Exercise text:
^^^^^^^^

The college released 4 new spirits this week.
1. Batch 2 of their bourbon style “Southern Hospitality.” I just opened my bottle of batch 1, coincidentally on the day they announced the release of Batch 2. I asked them and they told me I need to get Batch 2. I don’t suspect their answer was self-serving. LOL.
2. A new version of gin called “W Studio.”
3. Dark Maple Syrup Liqueur
4. And along the line of whisky/whiskey, they released Escubac.
Here’s the blurb from the release.
Introducing the Niagara College Teaching Distillery Escubac produced by graduates, Melissa Bernais, Greg Junop and Aislin Henrickson
Let’s dive into the history of Escubac.
Before the modern incarnation of whisk(e)y, there was a spirit called Usquebaugh. The spirit was often unaged and infused with various botanicals, which has a shared history with so many of the spirits we now love. The spirit lost its botanicals, gained some barrel aged character, lost the second half of the word, and Usque eventually became Whisky (or whiskey). Escubac is a throwback to the botanical infused spirit of the past. It has a bold flavours from the botanical laden distillation process and also took advantage of a secondary botanical process after the distillation had completed. Although the spirit has a storied history, NCTD is the first Distillery commercially producing Escubac in Canada. It’s an adventurous Spirit and we are so proud of our students!
This Escubac contains flavours of citrus, cassia (cinnamon), cardamom, nutmeg and so many others. It has one of the most complex flavour profile of any spirit I have been involved with said Head Distiller, David.
The aromas are warming with a mixture of baking spices, orange and fresh cut flowers. The palate has an intensity that is bold and rich with vanilla and nutmeg. There is also a light licorice note that marries the flavours together. Although sweet, it is more subtle than overt and it has a long pleasant finish.

^^^^^^^^

(Extracted data entries)
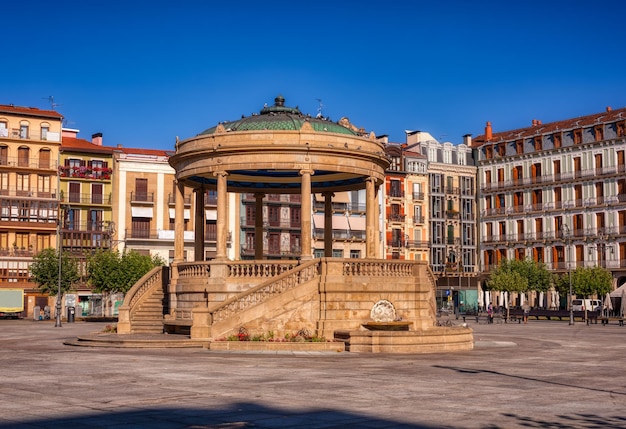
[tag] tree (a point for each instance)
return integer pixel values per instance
(45, 271)
(589, 281)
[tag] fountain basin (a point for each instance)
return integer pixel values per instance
(387, 326)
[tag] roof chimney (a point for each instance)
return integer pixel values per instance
(96, 139)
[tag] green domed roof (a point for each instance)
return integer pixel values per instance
(280, 117)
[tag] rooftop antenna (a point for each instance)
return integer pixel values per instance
(319, 108)
(50, 99)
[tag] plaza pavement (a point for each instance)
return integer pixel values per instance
(544, 374)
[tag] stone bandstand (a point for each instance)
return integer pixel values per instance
(363, 302)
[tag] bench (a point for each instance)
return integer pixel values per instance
(518, 314)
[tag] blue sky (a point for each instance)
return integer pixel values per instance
(144, 72)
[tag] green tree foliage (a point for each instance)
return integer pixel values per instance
(520, 276)
(109, 271)
(45, 271)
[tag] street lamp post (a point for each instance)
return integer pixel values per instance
(568, 241)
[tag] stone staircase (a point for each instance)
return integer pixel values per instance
(144, 305)
(148, 315)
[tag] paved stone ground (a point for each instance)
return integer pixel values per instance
(539, 375)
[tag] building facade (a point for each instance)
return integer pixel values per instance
(555, 193)
(30, 139)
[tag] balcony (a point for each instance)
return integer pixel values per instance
(142, 197)
(396, 218)
(29, 193)
(87, 199)
(581, 175)
(28, 163)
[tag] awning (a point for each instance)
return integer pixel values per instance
(342, 197)
(141, 212)
(357, 223)
(187, 214)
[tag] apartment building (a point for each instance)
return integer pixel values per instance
(144, 207)
(555, 192)
(29, 152)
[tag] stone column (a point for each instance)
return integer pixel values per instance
(370, 218)
(258, 226)
(377, 244)
(328, 224)
(199, 221)
(222, 213)
(306, 214)
(179, 223)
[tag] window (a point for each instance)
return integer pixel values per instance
(578, 136)
(21, 240)
(95, 220)
(72, 219)
(140, 227)
(43, 186)
(4, 183)
(43, 241)
(44, 158)
(97, 193)
(74, 192)
(250, 215)
(295, 217)
(273, 215)
(23, 131)
(210, 230)
(23, 184)
(4, 155)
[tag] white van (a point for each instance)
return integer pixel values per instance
(588, 304)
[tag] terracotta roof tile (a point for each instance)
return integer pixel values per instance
(29, 111)
(76, 144)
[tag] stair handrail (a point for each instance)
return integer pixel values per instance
(266, 290)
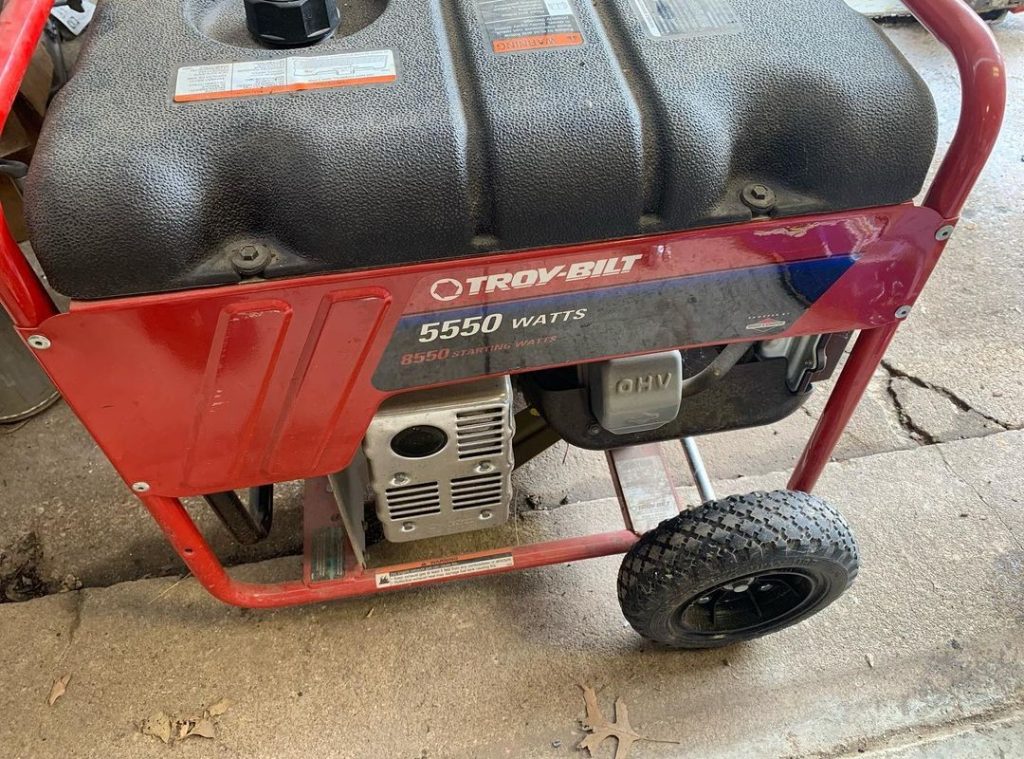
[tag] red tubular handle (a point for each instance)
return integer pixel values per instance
(983, 102)
(20, 291)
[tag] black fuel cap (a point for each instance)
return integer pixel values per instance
(291, 23)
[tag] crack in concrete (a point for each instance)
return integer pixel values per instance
(914, 431)
(1007, 714)
(75, 624)
(945, 392)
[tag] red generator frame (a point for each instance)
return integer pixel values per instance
(216, 389)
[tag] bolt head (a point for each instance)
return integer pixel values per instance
(39, 342)
(758, 197)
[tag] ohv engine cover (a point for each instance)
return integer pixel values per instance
(425, 130)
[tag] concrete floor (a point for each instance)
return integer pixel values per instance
(489, 668)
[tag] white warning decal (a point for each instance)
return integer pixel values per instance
(292, 74)
(446, 570)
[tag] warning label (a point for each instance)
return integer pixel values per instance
(523, 26)
(687, 17)
(216, 81)
(439, 572)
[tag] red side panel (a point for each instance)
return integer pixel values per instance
(229, 387)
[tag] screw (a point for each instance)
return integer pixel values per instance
(39, 342)
(250, 260)
(758, 197)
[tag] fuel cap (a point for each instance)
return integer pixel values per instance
(291, 23)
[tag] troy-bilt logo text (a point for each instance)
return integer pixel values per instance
(449, 289)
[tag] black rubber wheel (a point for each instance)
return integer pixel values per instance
(736, 568)
(995, 16)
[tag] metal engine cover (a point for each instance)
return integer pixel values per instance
(464, 481)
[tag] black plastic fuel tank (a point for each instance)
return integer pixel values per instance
(433, 129)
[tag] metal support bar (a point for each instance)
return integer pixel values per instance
(645, 493)
(700, 478)
(179, 529)
(248, 524)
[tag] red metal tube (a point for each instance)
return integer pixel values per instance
(983, 102)
(864, 359)
(20, 291)
(196, 552)
(983, 79)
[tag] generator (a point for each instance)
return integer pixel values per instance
(397, 249)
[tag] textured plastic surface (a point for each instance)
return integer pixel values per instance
(468, 151)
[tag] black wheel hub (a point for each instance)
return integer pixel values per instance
(754, 604)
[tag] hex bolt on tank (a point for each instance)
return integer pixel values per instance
(250, 260)
(758, 197)
(39, 342)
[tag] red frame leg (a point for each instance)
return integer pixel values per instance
(182, 534)
(843, 401)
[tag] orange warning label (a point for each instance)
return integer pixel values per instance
(524, 26)
(538, 41)
(293, 74)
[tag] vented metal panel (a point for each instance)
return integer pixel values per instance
(414, 500)
(481, 432)
(477, 491)
(465, 483)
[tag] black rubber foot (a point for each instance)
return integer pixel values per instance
(736, 568)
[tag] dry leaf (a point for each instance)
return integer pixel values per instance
(203, 728)
(57, 688)
(219, 707)
(600, 729)
(158, 724)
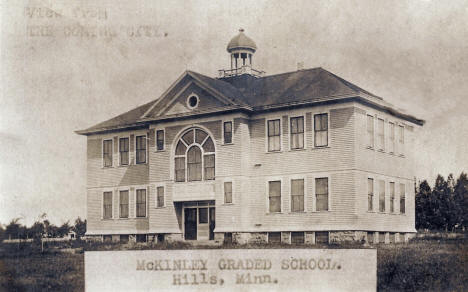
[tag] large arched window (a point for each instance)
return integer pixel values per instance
(194, 156)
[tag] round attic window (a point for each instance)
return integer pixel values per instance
(192, 101)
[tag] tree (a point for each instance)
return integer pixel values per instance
(80, 227)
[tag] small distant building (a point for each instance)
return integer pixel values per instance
(296, 157)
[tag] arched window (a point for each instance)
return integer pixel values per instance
(194, 156)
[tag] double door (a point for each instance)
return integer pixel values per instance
(199, 223)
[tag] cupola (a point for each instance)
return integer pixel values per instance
(241, 49)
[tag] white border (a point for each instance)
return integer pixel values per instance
(112, 153)
(295, 177)
(232, 130)
(135, 150)
(328, 129)
(118, 150)
(188, 101)
(303, 115)
(280, 118)
(267, 192)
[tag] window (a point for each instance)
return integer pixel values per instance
(402, 199)
(391, 145)
(160, 140)
(380, 134)
(107, 153)
(203, 215)
(123, 201)
(107, 205)
(140, 149)
(227, 128)
(321, 130)
(370, 194)
(123, 150)
(274, 135)
(274, 237)
(392, 197)
(297, 133)
(194, 145)
(401, 138)
(321, 194)
(297, 237)
(141, 203)
(370, 131)
(382, 196)
(160, 197)
(228, 192)
(297, 195)
(274, 195)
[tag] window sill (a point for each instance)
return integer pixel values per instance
(275, 151)
(320, 147)
(297, 149)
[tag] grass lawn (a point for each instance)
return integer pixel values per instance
(422, 265)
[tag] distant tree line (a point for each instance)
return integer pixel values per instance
(41, 228)
(444, 207)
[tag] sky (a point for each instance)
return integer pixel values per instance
(67, 65)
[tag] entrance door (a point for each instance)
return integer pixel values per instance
(190, 223)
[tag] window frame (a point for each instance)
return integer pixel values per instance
(156, 130)
(120, 157)
(291, 194)
(146, 149)
(232, 192)
(174, 156)
(372, 199)
(224, 133)
(136, 202)
(304, 136)
(381, 138)
(368, 132)
(118, 201)
(399, 198)
(156, 205)
(267, 191)
(315, 193)
(102, 203)
(328, 129)
(267, 144)
(111, 154)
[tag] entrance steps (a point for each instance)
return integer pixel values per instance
(204, 242)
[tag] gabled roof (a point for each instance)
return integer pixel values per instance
(252, 94)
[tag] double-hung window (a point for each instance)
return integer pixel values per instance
(274, 135)
(160, 196)
(160, 140)
(228, 192)
(321, 130)
(370, 131)
(321, 194)
(123, 201)
(297, 132)
(140, 149)
(123, 151)
(370, 194)
(227, 130)
(274, 196)
(141, 203)
(107, 205)
(391, 144)
(297, 195)
(402, 199)
(107, 153)
(392, 197)
(382, 196)
(380, 134)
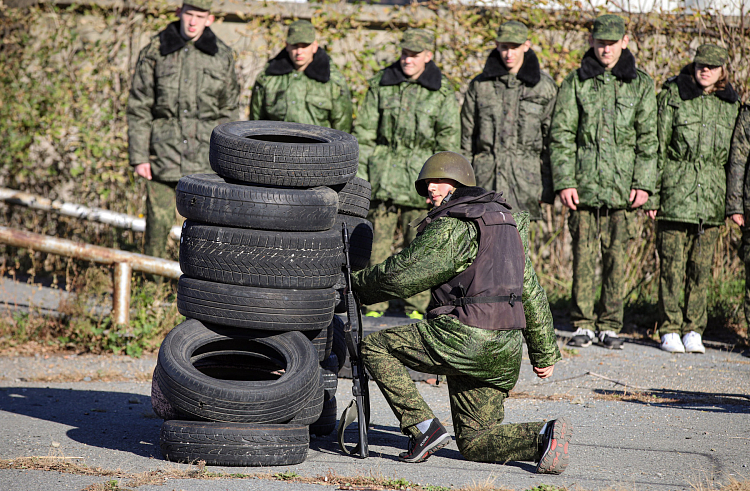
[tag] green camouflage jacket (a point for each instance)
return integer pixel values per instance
(603, 136)
(505, 122)
(738, 181)
(318, 96)
(695, 132)
(446, 247)
(181, 91)
(400, 124)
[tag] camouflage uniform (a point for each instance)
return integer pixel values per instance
(603, 143)
(400, 124)
(181, 90)
(318, 96)
(505, 122)
(481, 366)
(694, 138)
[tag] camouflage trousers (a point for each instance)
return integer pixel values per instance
(161, 214)
(591, 229)
(385, 220)
(686, 259)
(476, 404)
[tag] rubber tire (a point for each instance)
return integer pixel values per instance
(235, 444)
(329, 373)
(210, 199)
(322, 340)
(326, 424)
(265, 309)
(261, 258)
(291, 155)
(360, 241)
(354, 198)
(267, 401)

^^^^^^^^

Required tasks:
(a) In the distillery text, which graduates produced the Escubac?
(b) Print the part of the distillery text starting with "1. Batch 2 of" and going on through "history of Escubac.".
The data play no part in this exercise.

Answer section:
(a) Melissa Bernais, Greg Junop and Aislin Henrickson produced it.

(b)
1. Batch 2 of their bourbon style “Southern Hospitality.” I just opened my bottle of batch 1, coincidentally on the day they announced the release of Batch 2. I asked them and they told me I need to get Batch 2. I don’t suspect their answer was self-serving. LOL.
2. A new version of gin called “W Studio.”
3. Dark Maple Syrup Liqueur
4. And along the line of whisky/whiskey, they released Escubac.
Here’s the blurb from the release.
Introducing the Niagara College Teaching Distillery Escubac produced by graduates, Melissa Bernais, Greg Junop and Aislin Henrickson
Let’s dive into the history of Escubac.